**Passage provided**.
════════════════════

NFL

Ravens tried to ‘cover up’ Ray Rice knockout video

The Ravens and the NFL were reeling Friday night from an explosive report stating the team conducted a wide-ranging cover-up of Ray Rice’s elevator assault almost immediately after it happened in February.

In a 7,000-word story published shortly after NFL commissioner Roger Goodell’s apologetic news conference, ESPN reported Ravens owner Steve Bisciotti and several high-ranking team officials worked feverishly to keep Rice out of jail and keep the video of him knocking out his then-fiancee from ever becoming public.

The network also reported that, once the video was released Sept. 8 by TMZ, Bisciotti cut Rice and immediately tried to buy the former Rutgers star’s silence with a post-football job offer with the team.

Rice did not go quietly after his release and indefinite suspension by Goodell, announcing this week he is appealing the NFL’s penalty because it amounts to “double jeopardy” after Rice was already banned two games last month.

The Ravens released a statement late Friday claiming the story contained “numerous errors, inaccuracies, false assumptions and, perhaps, misunderstandings,” though the team refused to specify any.

“The Ravens will address all of these [problems with the story] next week in Baltimore after our trip to Cleveland for Sunday’s game against the Browns,” the statement concluded.

ESPN responded immediately by saying the network “stands behind [the] reporting” of the story’s authors, which include Pulitzer Prize winner Don Van Natta Jr.

The most damaging detail in the report alleged the Ravens’ security director knew the exact details of the elevator incident just hours after it happened Feb. 15 at the since-closed Revel casino because a police lieutenant described the video to him as the lieutenant was watching it.

That contradicts the claim by Bisciotti and Ravens officials that they only knew what happened based on Rice’s statements to them.

The network also said Bisciotti, general manager Ozzie Newsome and team president Dick Cass conspired with Rice’s criminal attorney to press for leniency with Goodell and the Atlantic City prosecutor.

════════════════════

**Information shown**.
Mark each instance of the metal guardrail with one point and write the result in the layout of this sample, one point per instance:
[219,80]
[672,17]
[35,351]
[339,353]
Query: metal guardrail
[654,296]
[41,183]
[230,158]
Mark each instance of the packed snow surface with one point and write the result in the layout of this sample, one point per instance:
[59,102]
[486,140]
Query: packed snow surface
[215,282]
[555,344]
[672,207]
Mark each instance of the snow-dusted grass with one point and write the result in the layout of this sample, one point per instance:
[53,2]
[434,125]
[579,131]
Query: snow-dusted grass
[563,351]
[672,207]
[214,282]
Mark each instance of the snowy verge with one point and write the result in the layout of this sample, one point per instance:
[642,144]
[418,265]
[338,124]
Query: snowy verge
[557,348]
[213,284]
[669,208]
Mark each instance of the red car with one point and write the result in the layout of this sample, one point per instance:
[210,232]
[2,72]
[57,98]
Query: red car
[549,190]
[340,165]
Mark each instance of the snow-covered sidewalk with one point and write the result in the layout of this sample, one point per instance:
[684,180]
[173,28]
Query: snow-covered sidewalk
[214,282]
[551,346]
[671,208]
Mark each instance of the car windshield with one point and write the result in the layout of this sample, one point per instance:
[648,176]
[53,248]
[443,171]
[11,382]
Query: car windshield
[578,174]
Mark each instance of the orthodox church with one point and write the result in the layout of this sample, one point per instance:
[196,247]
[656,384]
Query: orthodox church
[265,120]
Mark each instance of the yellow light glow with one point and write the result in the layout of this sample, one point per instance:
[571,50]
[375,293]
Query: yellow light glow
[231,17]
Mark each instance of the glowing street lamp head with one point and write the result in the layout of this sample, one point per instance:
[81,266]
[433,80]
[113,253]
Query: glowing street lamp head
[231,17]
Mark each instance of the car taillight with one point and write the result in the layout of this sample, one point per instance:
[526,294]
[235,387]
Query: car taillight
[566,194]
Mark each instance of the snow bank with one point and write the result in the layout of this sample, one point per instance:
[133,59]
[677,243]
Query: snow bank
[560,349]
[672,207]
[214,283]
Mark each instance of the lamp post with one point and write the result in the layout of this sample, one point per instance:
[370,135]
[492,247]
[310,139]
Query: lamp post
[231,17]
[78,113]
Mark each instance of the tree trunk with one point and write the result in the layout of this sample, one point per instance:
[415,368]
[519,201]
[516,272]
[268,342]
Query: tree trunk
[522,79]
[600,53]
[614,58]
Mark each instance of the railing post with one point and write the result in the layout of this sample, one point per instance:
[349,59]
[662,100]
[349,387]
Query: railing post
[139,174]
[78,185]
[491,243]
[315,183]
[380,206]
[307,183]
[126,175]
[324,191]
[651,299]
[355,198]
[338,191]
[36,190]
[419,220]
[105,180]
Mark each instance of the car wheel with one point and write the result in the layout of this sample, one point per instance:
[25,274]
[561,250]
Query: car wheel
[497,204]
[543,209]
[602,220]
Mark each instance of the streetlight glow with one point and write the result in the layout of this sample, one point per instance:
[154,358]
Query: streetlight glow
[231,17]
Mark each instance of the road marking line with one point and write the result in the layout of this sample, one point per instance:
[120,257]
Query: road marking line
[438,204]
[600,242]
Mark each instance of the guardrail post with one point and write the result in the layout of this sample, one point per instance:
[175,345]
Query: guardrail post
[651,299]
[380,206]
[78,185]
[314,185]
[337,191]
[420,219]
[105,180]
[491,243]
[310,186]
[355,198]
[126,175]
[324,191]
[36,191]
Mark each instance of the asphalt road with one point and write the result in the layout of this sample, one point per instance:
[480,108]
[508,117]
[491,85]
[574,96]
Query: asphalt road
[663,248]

════════════════════

**List of tasks**.
A. In the Ray Rice article, who did ESPN list among the story's authors?
B. Return the section of the Ray Rice article that begins at "The network also reported" and stops after "with the team.", copied exactly.

**Results of the exercise**.
A. Pulitzer Prize winner Don Van Natta Jr.

B.
The network also reported that, once the video was released Sept. 8 by TMZ, Bisciotti cut Rice and immediately tried to buy the former Rutgers star’s silence with a post-football job offer with the team.